**Consigne A**:
Recopiez fidèlement tout le passage de l'article sur l'élève décédée à Kinshasa, depuis « Ayant eu peur » jusqu'à « perdre la vie. ».
**Consigne B**:
Répondez brièvement à ces questions sur l'article sur l'élève décédée à Kinshasa :
(i) En quelle classe Julie était-elle ?
(ii) Dans quelle commune de Kinshasa l'amie de la défunte fait-elle son récit ?
(iii) Qui payait la scolarité de Julie ?

**Extrait du texte**:
:::
Kinshasa : une élève décède après une tentative d'avortement avec le jus de feuille de manioc

Ayant eu peur que l’oncle – son tuteur – apprenne la nouvelle de sa grossesse, Julie*, cinquième des humanités, a pratiqué un avortement avec notamment un mélange de jus de feuille de manioc, avant de voir sa santé se dégrader au point de perdre la vie.
17-Décembre-2020

Dans la commune de Mont-Ngafula, à Kinshasa, une amie de la défunte relate : « Julie, c’est mon amie. Nous avons étudié ensemble. Elle n’avait plus des parents. C’est son oncle qui la scolarisait. Et un jour, elle me dit qu’elle était enceinte. Mais elle ne pouvait pas continuer à garder la grossesse, son oncle n’allait pas lui pardonner la bêtise. »
:::
**Liste des données**:
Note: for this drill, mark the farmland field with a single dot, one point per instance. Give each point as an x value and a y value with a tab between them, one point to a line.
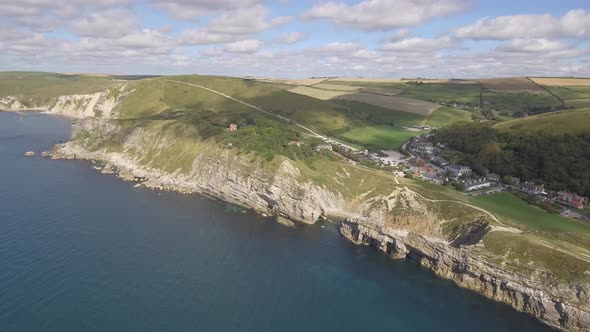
510	84
561	81
384	137
513	209
385	85
519	101
562	122
337	87
318	93
451	93
393	103
365	79
578	103
445	116
571	92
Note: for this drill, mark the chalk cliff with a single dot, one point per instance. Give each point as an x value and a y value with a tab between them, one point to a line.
415	231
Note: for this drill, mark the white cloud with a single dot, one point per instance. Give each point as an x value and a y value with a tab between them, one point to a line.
232	25
243	46
385	14
192	9
575	23
416	44
203	37
533	45
336	49
244	21
292	37
112	23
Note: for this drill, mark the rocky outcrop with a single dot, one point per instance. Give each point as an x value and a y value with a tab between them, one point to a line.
562	307
99	104
218	173
414	233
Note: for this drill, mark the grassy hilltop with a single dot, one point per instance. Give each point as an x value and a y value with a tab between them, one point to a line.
196	121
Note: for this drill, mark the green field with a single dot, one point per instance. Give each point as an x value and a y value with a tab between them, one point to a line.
385	137
570	92
445	116
384	85
562	122
514	102
467	94
510	208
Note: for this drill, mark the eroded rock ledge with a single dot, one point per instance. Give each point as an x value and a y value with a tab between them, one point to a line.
285	193
473	273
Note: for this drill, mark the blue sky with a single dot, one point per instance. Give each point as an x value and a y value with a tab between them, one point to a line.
289	38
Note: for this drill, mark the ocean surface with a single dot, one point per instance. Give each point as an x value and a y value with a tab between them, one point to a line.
82	251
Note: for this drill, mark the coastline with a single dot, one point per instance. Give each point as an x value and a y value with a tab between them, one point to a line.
456	264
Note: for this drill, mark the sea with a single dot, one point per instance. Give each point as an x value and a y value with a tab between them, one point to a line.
83	251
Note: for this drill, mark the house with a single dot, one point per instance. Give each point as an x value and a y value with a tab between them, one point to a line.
424	147
326	146
493	177
440	161
417	162
459	170
531	188
476	184
514	181
572	199
433	178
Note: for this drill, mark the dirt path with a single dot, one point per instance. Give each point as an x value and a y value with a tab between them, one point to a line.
314	133
458	202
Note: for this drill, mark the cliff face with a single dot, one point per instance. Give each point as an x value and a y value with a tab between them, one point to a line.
548	303
164	161
99	104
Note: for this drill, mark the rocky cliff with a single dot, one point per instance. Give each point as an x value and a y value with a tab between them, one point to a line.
564	307
99	104
400	222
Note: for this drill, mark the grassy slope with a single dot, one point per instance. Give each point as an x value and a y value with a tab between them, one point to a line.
570	92
520	213
40	87
155	98
459	93
386	137
562	122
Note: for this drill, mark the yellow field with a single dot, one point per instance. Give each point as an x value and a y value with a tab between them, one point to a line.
318	93
301	82
337	87
395	103
383	91
510	84
561	81
367	79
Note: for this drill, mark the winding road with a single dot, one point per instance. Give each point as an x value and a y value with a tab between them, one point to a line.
312	132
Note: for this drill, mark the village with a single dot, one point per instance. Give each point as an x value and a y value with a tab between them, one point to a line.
419	158
426	163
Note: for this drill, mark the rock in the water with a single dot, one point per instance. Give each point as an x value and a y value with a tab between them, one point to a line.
108	169
284	221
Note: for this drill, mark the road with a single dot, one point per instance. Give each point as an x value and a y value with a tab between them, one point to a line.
309	130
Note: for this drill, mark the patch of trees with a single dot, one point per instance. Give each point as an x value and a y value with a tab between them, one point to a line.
561	162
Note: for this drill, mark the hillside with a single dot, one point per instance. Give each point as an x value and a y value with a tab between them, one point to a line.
165	133
563	122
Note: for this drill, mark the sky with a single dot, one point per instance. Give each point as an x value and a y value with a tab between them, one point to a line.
298	39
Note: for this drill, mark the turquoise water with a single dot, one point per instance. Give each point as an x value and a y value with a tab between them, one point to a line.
82	251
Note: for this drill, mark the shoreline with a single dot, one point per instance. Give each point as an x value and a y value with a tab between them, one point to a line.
449	263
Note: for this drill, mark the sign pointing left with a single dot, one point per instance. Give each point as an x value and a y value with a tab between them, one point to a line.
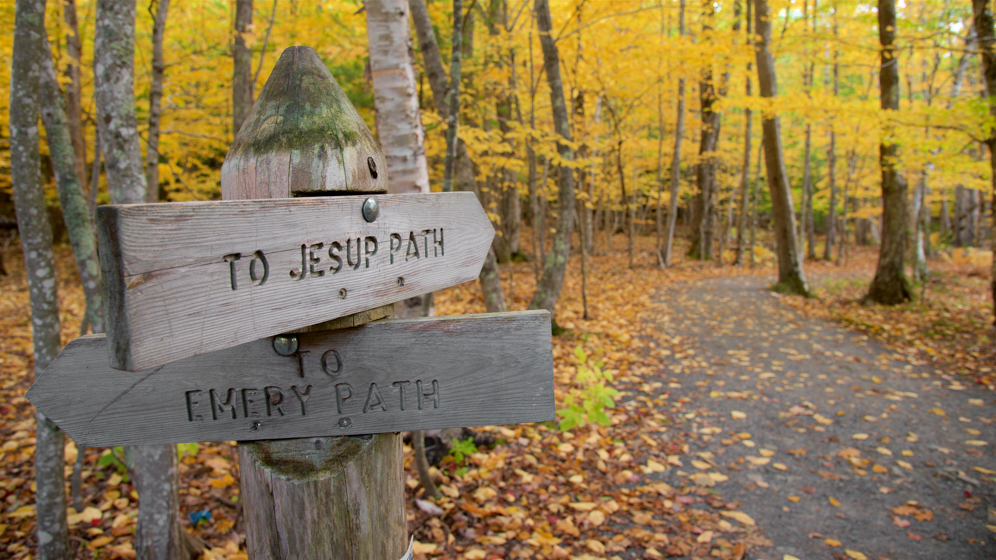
:::
**Réponse A**:
Ayant eu peur que l’oncle – son tuteur – apprenne la nouvelle de sa grossesse, Julie*, cinquième des humanités, a pratiqué un avortement avec notamment un mélange de jus de feuille de manioc, avant de voir sa santé se dégrader au point de perdre la vie.

**Réponse B**:
(i) En cinquième des humanités.
(ii) À Mont-Ngafula.
(iii) Son oncle.